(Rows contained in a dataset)

/---

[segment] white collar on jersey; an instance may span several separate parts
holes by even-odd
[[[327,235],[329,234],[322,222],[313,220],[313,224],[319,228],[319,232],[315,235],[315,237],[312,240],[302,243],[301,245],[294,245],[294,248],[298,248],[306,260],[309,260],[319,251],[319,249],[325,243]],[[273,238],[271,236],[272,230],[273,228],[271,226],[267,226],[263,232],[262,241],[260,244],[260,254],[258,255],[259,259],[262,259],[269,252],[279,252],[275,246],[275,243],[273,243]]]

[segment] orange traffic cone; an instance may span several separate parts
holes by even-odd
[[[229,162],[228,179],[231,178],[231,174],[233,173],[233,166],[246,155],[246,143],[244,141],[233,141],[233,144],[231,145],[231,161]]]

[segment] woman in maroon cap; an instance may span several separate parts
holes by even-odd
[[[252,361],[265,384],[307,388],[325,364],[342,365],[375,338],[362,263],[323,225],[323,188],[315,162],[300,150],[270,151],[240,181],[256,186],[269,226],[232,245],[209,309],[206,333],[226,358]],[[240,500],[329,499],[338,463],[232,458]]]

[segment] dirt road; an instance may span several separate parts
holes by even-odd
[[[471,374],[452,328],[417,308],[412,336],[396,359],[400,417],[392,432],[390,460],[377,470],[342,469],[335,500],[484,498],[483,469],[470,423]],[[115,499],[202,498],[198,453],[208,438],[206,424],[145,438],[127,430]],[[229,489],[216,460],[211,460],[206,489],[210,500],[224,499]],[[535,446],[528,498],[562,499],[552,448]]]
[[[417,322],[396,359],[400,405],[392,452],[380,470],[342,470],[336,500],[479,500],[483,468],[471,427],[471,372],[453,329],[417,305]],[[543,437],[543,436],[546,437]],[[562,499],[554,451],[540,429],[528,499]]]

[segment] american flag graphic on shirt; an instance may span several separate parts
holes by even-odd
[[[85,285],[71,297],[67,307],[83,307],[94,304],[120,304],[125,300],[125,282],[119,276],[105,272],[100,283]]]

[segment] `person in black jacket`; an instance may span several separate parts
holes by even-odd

\---

### [Problem to work on]
Please render the rows above as a JSON list of strings, one per line and skipping blank lines, starting with the line containing "[segment] dirt road;" and going on through the last line of the rows.

### [Task answer]
[
  "[segment] dirt road; an instance may span several separate parts",
  "holes by even-odd",
  "[[[471,374],[452,328],[417,308],[412,336],[396,359],[400,417],[392,432],[390,460],[377,470],[342,469],[335,500],[484,498],[483,469],[470,423]],[[115,499],[202,498],[198,453],[208,438],[206,424],[145,438],[127,430]],[[229,489],[216,460],[211,460],[206,489],[210,500],[224,499]],[[535,446],[528,498],[562,499],[552,448]]]",
  "[[[417,322],[396,359],[400,405],[392,452],[380,470],[342,470],[336,500],[479,500],[483,468],[471,427],[471,372],[453,329],[417,305]],[[543,437],[543,436],[546,437]],[[562,499],[554,451],[540,429],[528,499]]]",
  "[segment] american flag graphic on shirt; an instance may span several separate parts",
  "holes by even-odd",
  "[[[85,285],[71,297],[67,307],[83,307],[94,304],[120,304],[125,300],[125,282],[119,276],[105,272],[100,283]]]",
  "[segment] `person in black jacket`; an instance may span several separate parts",
  "holes by even-odd"
]